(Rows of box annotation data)
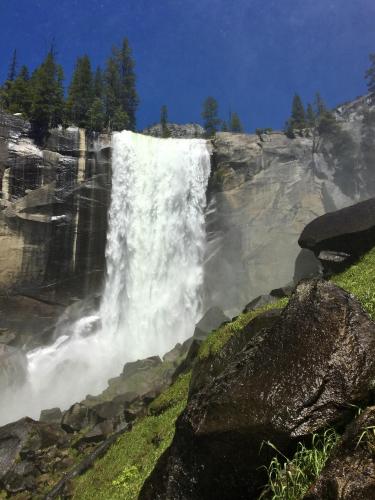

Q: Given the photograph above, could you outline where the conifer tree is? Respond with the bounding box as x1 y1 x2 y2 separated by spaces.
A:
8 49 17 82
114 38 139 131
221 120 228 132
365 53 375 95
291 94 306 130
314 92 327 118
285 94 306 138
104 57 125 130
160 104 171 138
66 55 94 128
87 97 105 132
202 96 221 137
230 113 243 133
7 66 31 118
94 66 103 99
30 50 64 142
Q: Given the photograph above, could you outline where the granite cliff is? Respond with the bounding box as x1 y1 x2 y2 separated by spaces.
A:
0 97 375 340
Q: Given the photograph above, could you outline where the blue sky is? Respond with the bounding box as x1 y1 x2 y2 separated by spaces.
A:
0 0 375 131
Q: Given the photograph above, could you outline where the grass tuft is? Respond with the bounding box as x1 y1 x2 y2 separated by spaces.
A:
260 428 340 500
332 244 375 320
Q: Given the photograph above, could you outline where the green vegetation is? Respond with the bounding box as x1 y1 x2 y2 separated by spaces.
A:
198 298 288 359
202 97 221 138
260 429 340 500
285 94 307 139
365 53 375 94
160 104 171 138
332 248 375 320
73 373 190 500
230 113 243 133
0 38 139 143
66 55 94 128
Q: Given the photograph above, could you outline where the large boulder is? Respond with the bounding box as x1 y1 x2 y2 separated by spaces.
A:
298 198 375 271
140 280 375 500
304 406 375 500
0 418 67 493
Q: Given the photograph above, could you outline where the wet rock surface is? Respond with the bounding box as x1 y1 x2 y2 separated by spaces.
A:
141 280 375 500
304 407 375 500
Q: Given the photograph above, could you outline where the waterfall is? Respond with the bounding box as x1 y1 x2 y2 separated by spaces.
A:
0 131 210 423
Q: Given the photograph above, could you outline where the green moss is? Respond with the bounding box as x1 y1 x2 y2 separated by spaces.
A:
73 373 190 500
332 248 375 319
198 298 288 360
149 372 191 415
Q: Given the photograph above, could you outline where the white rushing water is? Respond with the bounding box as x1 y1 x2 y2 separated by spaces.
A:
0 131 210 424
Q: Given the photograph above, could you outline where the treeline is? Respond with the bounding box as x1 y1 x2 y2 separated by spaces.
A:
0 38 139 142
160 97 244 138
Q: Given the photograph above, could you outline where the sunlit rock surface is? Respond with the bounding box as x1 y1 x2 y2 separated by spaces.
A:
0 113 110 299
206 94 375 313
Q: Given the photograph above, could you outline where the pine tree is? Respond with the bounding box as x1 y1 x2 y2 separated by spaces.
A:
202 97 221 138
104 57 123 130
30 51 64 142
111 106 129 131
221 120 229 132
114 38 139 131
230 113 243 133
365 53 375 95
66 55 94 128
160 104 171 138
314 92 327 118
8 49 17 82
306 103 316 128
87 97 105 132
7 66 31 118
94 66 104 99
291 94 306 130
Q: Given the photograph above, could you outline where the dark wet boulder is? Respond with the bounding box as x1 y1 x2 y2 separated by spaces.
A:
140 280 375 500
304 406 375 500
122 356 162 378
189 309 281 396
242 294 277 313
39 408 63 424
0 418 67 493
298 198 375 272
61 403 100 432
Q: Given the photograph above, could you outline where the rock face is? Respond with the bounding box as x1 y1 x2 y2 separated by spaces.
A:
206 98 375 314
298 198 375 271
140 280 375 500
304 407 375 500
0 418 67 493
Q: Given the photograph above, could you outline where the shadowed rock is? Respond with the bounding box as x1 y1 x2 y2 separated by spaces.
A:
140 280 375 500
0 418 67 493
298 198 375 272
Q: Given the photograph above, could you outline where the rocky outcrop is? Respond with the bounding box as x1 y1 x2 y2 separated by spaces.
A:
0 418 68 494
205 98 375 315
140 280 375 500
303 407 375 500
298 198 375 272
0 112 110 299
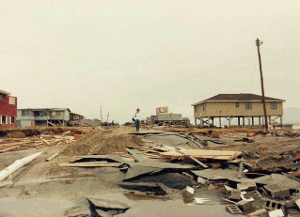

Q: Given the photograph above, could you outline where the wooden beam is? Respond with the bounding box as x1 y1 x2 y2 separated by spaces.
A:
59 161 123 167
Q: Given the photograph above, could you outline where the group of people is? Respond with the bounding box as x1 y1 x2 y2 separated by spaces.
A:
132 109 141 133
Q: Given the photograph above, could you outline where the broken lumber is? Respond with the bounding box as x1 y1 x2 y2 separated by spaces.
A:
175 133 203 148
160 149 242 160
176 149 208 168
126 148 145 162
46 152 59 162
0 141 31 146
42 139 50 145
59 161 123 167
0 151 42 181
47 121 56 127
0 145 20 153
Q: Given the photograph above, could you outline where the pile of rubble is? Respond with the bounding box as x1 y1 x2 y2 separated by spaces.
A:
0 131 80 153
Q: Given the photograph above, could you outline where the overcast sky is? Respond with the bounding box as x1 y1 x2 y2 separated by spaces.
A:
0 0 300 123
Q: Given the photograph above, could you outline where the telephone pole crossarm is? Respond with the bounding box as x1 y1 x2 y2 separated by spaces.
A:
256 38 268 130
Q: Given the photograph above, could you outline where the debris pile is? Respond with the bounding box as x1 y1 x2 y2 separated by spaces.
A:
0 134 74 153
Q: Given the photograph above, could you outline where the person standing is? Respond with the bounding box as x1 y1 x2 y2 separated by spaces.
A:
134 109 141 133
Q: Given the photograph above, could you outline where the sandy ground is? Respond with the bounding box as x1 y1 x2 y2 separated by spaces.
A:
0 126 300 216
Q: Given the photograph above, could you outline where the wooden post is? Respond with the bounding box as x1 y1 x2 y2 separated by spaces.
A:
256 38 268 130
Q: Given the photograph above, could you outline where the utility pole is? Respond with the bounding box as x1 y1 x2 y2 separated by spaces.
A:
100 106 103 122
256 38 268 131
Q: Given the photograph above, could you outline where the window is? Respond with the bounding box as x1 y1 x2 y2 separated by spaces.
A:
8 96 16 105
22 110 29 116
33 111 44 117
52 111 60 116
245 102 252 110
271 102 277 109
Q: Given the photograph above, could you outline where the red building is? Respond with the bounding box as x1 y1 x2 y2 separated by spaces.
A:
0 90 17 129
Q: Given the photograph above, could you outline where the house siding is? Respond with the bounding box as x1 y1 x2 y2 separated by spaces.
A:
0 95 18 129
194 101 283 118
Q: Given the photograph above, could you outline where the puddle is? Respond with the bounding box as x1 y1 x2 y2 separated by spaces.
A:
124 194 168 201
0 198 72 217
118 200 242 217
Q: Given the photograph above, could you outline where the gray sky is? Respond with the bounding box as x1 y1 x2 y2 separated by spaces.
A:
0 0 300 123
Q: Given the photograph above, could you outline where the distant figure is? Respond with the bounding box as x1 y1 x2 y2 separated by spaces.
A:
134 109 141 133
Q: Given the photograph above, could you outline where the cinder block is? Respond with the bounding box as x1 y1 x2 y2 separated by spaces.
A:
264 184 290 199
237 182 256 191
226 205 243 214
263 199 286 210
237 200 253 212
229 189 241 200
197 177 207 184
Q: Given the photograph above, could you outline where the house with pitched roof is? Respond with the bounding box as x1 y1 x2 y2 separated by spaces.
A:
192 93 285 126
0 90 17 129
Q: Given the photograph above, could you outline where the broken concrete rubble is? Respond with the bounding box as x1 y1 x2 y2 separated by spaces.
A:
119 182 167 195
264 184 290 199
0 126 300 216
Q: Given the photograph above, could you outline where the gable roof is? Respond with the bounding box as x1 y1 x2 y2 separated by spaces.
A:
192 93 285 106
0 89 10 95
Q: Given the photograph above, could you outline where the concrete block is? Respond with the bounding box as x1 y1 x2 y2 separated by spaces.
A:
269 209 284 217
237 182 256 191
226 205 243 214
237 200 253 212
229 189 241 200
263 198 286 210
248 209 268 216
207 184 216 191
295 199 300 209
264 184 290 199
197 177 206 184
185 186 195 194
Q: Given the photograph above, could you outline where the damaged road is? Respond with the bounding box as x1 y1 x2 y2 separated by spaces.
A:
0 126 300 217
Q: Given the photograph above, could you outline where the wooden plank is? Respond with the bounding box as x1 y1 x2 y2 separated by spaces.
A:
42 139 50 145
0 145 20 153
176 150 208 168
46 152 59 162
47 121 56 127
0 141 31 147
126 148 145 162
160 149 242 160
59 161 123 167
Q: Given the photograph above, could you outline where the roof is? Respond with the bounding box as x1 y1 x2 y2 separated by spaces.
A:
0 90 10 95
192 93 285 106
18 108 71 112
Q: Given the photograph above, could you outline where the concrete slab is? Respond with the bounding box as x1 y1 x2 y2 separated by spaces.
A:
123 165 161 181
253 173 300 190
191 169 252 183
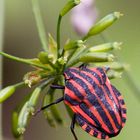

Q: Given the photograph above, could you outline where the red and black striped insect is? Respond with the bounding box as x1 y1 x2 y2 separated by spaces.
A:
37 67 126 140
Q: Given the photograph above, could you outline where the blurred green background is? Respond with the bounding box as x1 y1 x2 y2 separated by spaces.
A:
2 0 140 140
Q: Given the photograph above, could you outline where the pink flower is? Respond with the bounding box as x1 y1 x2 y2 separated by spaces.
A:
71 0 98 36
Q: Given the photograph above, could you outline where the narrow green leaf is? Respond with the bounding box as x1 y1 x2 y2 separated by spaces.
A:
83 12 122 40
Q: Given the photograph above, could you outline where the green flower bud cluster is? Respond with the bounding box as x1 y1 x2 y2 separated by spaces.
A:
0 0 127 137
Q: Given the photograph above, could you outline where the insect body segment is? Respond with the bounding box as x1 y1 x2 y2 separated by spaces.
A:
39 67 126 140
64 67 126 139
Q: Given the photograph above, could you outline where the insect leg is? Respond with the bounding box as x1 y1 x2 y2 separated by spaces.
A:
79 63 88 69
70 114 78 140
50 85 65 89
35 97 64 115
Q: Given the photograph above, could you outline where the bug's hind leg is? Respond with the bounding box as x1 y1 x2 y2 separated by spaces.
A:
112 85 127 127
50 85 65 89
70 114 78 140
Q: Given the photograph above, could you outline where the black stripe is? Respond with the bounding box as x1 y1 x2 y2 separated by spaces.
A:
101 133 106 139
68 70 121 129
83 68 103 85
64 93 79 106
122 117 126 123
85 68 119 108
76 113 115 137
93 131 98 137
111 85 121 97
65 82 84 100
80 68 121 129
85 126 91 133
121 108 127 114
96 67 107 84
67 69 117 133
119 99 125 105
79 103 101 127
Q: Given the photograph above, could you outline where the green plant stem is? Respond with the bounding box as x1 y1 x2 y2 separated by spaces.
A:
14 82 25 88
31 0 48 51
0 52 49 70
56 15 62 57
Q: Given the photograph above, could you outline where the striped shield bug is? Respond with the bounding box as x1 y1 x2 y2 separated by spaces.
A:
35 67 126 140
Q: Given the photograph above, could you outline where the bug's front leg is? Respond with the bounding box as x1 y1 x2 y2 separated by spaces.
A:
70 114 78 140
50 84 65 89
35 97 64 115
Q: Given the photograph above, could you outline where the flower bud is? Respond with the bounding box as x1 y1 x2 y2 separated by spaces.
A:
64 40 84 51
48 34 58 64
12 111 21 138
43 95 56 127
89 42 122 52
17 102 30 134
28 87 42 115
60 0 80 17
38 51 50 64
83 12 122 40
79 53 114 63
0 82 24 103
66 44 87 67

**Your objective:** Retype the lines of the listing from the line with "the green moss" up to and including the line with "160 97 244 138", keeping them identical.

**Output for this exercise:**
Q: Given the photograph above, could you outline where the green moss is? Respond with the bounding box as x1 y1 x2 y2 separated by spaces.
A:
73 373 190 500
332 248 375 319
198 298 288 360
149 372 191 415
Q: Given the photograph above, could you outline where the white rushing water is? Respond with the bounding box as x1 y1 x2 y2 separated by spaces.
A:
0 131 210 424
Q: Given the photograph above, could you outline where the treeline is? Respond with the bounding box as x1 y1 x2 y2 separated by spaces.
A:
0 38 139 142
160 97 244 138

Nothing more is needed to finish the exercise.